Every line in the records below that holds the word "window" is to be copied.

[[ LISTED RECORDS open ]]

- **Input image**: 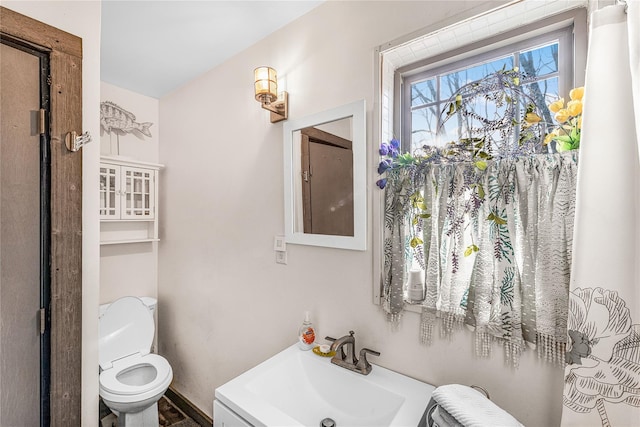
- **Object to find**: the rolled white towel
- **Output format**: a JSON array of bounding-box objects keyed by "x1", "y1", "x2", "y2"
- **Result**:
[
  {"x1": 431, "y1": 405, "x2": 463, "y2": 427},
  {"x1": 432, "y1": 384, "x2": 524, "y2": 427}
]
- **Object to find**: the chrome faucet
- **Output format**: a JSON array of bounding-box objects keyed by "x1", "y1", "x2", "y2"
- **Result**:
[
  {"x1": 328, "y1": 331, "x2": 357, "y2": 365},
  {"x1": 325, "y1": 331, "x2": 380, "y2": 375}
]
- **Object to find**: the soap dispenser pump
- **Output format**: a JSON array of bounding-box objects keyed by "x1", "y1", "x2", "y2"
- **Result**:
[{"x1": 298, "y1": 311, "x2": 316, "y2": 350}]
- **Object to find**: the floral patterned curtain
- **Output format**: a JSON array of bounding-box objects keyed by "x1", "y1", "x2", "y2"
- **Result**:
[{"x1": 382, "y1": 151, "x2": 578, "y2": 367}]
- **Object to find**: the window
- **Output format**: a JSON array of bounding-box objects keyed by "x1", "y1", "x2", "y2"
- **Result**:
[
  {"x1": 373, "y1": 4, "x2": 588, "y2": 307},
  {"x1": 374, "y1": 7, "x2": 588, "y2": 365},
  {"x1": 399, "y1": 26, "x2": 575, "y2": 155}
]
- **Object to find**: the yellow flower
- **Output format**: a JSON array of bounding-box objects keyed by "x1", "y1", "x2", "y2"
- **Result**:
[
  {"x1": 545, "y1": 87, "x2": 583, "y2": 151},
  {"x1": 543, "y1": 129, "x2": 560, "y2": 145},
  {"x1": 525, "y1": 112, "x2": 542, "y2": 124},
  {"x1": 569, "y1": 86, "x2": 584, "y2": 101},
  {"x1": 549, "y1": 98, "x2": 564, "y2": 113},
  {"x1": 555, "y1": 109, "x2": 570, "y2": 123},
  {"x1": 567, "y1": 100, "x2": 582, "y2": 116}
]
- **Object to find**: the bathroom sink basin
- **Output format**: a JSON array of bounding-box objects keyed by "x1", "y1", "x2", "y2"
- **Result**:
[{"x1": 214, "y1": 344, "x2": 434, "y2": 427}]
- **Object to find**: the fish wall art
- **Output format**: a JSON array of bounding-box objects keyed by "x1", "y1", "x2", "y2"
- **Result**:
[{"x1": 100, "y1": 101, "x2": 153, "y2": 138}]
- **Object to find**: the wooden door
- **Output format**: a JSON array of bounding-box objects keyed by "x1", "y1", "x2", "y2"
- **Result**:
[
  {"x1": 1, "y1": 7, "x2": 83, "y2": 426},
  {"x1": 300, "y1": 127, "x2": 354, "y2": 236},
  {"x1": 0, "y1": 39, "x2": 44, "y2": 427}
]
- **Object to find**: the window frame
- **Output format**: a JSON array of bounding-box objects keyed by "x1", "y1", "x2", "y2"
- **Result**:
[{"x1": 399, "y1": 25, "x2": 574, "y2": 154}]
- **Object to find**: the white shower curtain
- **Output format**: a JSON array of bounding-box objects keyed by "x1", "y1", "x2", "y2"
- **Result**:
[{"x1": 561, "y1": 2, "x2": 640, "y2": 427}]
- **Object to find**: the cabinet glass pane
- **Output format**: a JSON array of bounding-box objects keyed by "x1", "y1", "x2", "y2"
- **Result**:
[
  {"x1": 100, "y1": 166, "x2": 119, "y2": 217},
  {"x1": 100, "y1": 174, "x2": 106, "y2": 212},
  {"x1": 126, "y1": 192, "x2": 131, "y2": 216},
  {"x1": 119, "y1": 167, "x2": 153, "y2": 217}
]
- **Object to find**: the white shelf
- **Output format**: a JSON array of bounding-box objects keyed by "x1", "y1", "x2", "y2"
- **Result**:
[
  {"x1": 100, "y1": 155, "x2": 164, "y2": 170},
  {"x1": 100, "y1": 219, "x2": 155, "y2": 223},
  {"x1": 100, "y1": 238, "x2": 160, "y2": 246}
]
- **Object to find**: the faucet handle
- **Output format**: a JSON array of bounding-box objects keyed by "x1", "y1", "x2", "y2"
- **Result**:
[
  {"x1": 356, "y1": 348, "x2": 380, "y2": 375},
  {"x1": 360, "y1": 348, "x2": 380, "y2": 358}
]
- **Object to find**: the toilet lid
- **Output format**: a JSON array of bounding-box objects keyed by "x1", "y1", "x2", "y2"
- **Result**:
[{"x1": 99, "y1": 297, "x2": 154, "y2": 370}]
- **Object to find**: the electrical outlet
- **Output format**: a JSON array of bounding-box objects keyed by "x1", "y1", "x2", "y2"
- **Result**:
[{"x1": 276, "y1": 250, "x2": 287, "y2": 265}]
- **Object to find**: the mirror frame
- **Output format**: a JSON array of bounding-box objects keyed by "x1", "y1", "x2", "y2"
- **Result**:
[{"x1": 283, "y1": 99, "x2": 366, "y2": 250}]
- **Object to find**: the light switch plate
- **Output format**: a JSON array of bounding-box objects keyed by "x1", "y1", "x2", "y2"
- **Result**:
[{"x1": 274, "y1": 235, "x2": 286, "y2": 251}]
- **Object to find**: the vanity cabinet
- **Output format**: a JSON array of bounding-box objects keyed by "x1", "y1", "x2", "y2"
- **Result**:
[
  {"x1": 99, "y1": 156, "x2": 163, "y2": 245},
  {"x1": 213, "y1": 401, "x2": 252, "y2": 427}
]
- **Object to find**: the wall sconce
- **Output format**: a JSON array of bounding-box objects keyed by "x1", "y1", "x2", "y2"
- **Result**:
[{"x1": 254, "y1": 66, "x2": 288, "y2": 123}]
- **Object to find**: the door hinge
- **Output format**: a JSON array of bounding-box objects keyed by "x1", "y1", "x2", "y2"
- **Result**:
[
  {"x1": 46, "y1": 75, "x2": 52, "y2": 85},
  {"x1": 38, "y1": 108, "x2": 46, "y2": 135},
  {"x1": 39, "y1": 308, "x2": 46, "y2": 335}
]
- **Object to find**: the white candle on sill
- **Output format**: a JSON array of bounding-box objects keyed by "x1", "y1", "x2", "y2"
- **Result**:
[{"x1": 407, "y1": 268, "x2": 425, "y2": 303}]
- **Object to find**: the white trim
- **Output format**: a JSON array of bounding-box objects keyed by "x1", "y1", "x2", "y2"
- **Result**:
[{"x1": 283, "y1": 99, "x2": 367, "y2": 251}]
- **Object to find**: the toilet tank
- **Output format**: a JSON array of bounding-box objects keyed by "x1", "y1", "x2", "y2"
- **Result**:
[{"x1": 139, "y1": 296, "x2": 157, "y2": 316}]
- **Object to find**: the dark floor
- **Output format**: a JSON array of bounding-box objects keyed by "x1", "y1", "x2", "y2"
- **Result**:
[{"x1": 100, "y1": 395, "x2": 202, "y2": 427}]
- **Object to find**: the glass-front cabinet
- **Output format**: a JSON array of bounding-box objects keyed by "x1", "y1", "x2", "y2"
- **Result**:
[{"x1": 99, "y1": 156, "x2": 163, "y2": 244}]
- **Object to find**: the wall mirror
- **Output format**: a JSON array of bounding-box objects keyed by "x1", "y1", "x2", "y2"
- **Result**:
[{"x1": 283, "y1": 99, "x2": 366, "y2": 250}]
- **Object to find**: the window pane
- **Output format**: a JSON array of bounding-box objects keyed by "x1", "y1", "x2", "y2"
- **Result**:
[
  {"x1": 440, "y1": 91, "x2": 513, "y2": 150},
  {"x1": 441, "y1": 56, "x2": 514, "y2": 99},
  {"x1": 522, "y1": 76, "x2": 559, "y2": 123},
  {"x1": 411, "y1": 78, "x2": 437, "y2": 107},
  {"x1": 439, "y1": 113, "x2": 462, "y2": 147},
  {"x1": 411, "y1": 106, "x2": 439, "y2": 150},
  {"x1": 467, "y1": 91, "x2": 510, "y2": 131},
  {"x1": 402, "y1": 27, "x2": 574, "y2": 155},
  {"x1": 519, "y1": 42, "x2": 558, "y2": 79}
]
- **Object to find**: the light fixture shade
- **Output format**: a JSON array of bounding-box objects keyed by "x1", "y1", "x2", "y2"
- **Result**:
[{"x1": 254, "y1": 66, "x2": 278, "y2": 104}]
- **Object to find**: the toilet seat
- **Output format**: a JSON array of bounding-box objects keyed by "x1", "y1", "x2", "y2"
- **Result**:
[
  {"x1": 100, "y1": 353, "x2": 172, "y2": 397},
  {"x1": 99, "y1": 296, "x2": 173, "y2": 405}
]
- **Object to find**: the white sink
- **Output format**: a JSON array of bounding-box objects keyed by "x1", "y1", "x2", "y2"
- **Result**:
[{"x1": 214, "y1": 344, "x2": 435, "y2": 427}]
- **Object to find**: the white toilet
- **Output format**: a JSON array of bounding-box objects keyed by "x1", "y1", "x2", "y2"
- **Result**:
[{"x1": 99, "y1": 296, "x2": 173, "y2": 427}]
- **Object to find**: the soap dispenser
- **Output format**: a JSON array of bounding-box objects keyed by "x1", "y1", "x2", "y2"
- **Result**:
[{"x1": 298, "y1": 311, "x2": 316, "y2": 350}]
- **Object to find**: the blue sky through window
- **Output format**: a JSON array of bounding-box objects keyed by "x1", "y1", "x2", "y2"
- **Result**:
[{"x1": 408, "y1": 41, "x2": 560, "y2": 153}]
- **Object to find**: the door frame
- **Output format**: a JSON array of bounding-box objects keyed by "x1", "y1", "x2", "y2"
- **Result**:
[{"x1": 1, "y1": 7, "x2": 83, "y2": 425}]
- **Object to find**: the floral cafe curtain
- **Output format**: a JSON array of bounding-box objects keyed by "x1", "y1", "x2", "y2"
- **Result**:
[
  {"x1": 380, "y1": 69, "x2": 582, "y2": 367},
  {"x1": 382, "y1": 151, "x2": 578, "y2": 366}
]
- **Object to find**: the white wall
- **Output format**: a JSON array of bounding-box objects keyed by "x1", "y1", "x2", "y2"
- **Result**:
[
  {"x1": 1, "y1": 1, "x2": 102, "y2": 425},
  {"x1": 159, "y1": 1, "x2": 564, "y2": 426},
  {"x1": 100, "y1": 82, "x2": 160, "y2": 161},
  {"x1": 99, "y1": 82, "x2": 160, "y2": 306}
]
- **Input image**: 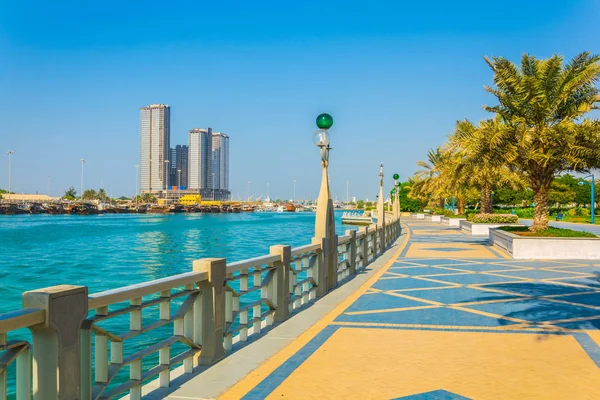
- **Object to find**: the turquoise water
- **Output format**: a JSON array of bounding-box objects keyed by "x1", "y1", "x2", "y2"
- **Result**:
[
  {"x1": 0, "y1": 211, "x2": 353, "y2": 398},
  {"x1": 0, "y1": 211, "x2": 352, "y2": 314}
]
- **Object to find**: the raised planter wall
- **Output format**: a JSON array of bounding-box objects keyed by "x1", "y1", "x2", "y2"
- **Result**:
[
  {"x1": 460, "y1": 220, "x2": 522, "y2": 236},
  {"x1": 431, "y1": 215, "x2": 442, "y2": 222},
  {"x1": 490, "y1": 229, "x2": 600, "y2": 259},
  {"x1": 416, "y1": 213, "x2": 425, "y2": 219},
  {"x1": 441, "y1": 217, "x2": 466, "y2": 227}
]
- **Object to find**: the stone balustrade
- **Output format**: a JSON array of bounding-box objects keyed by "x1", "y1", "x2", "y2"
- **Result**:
[{"x1": 0, "y1": 216, "x2": 401, "y2": 399}]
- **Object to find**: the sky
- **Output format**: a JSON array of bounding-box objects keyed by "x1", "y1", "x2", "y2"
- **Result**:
[{"x1": 1, "y1": 1, "x2": 599, "y2": 201}]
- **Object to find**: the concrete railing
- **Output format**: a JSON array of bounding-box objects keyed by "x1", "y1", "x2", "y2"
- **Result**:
[{"x1": 0, "y1": 217, "x2": 402, "y2": 400}]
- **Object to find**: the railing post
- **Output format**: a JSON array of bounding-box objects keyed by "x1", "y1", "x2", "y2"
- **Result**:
[
  {"x1": 312, "y1": 237, "x2": 328, "y2": 297},
  {"x1": 361, "y1": 227, "x2": 368, "y2": 266},
  {"x1": 270, "y1": 245, "x2": 291, "y2": 322},
  {"x1": 327, "y1": 234, "x2": 338, "y2": 290},
  {"x1": 346, "y1": 230, "x2": 357, "y2": 276},
  {"x1": 22, "y1": 285, "x2": 88, "y2": 400},
  {"x1": 372, "y1": 226, "x2": 378, "y2": 257},
  {"x1": 193, "y1": 258, "x2": 226, "y2": 365}
]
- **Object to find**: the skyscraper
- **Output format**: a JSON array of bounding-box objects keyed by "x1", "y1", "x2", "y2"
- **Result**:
[
  {"x1": 140, "y1": 104, "x2": 171, "y2": 192},
  {"x1": 188, "y1": 128, "x2": 212, "y2": 190},
  {"x1": 212, "y1": 132, "x2": 229, "y2": 191},
  {"x1": 170, "y1": 145, "x2": 189, "y2": 188}
]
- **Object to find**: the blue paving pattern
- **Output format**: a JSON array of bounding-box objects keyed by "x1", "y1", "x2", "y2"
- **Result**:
[
  {"x1": 336, "y1": 257, "x2": 600, "y2": 365},
  {"x1": 394, "y1": 390, "x2": 472, "y2": 399}
]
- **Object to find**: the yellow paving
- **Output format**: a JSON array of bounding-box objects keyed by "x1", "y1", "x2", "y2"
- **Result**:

[[ LISTED RECORDS closed ]]

> _FINISHED EXERCISE_:
- **Object to find**: the window
- **Object to find**: the window frame
- **Object to find**: the window pane
- **Object to find**: the blue sky through window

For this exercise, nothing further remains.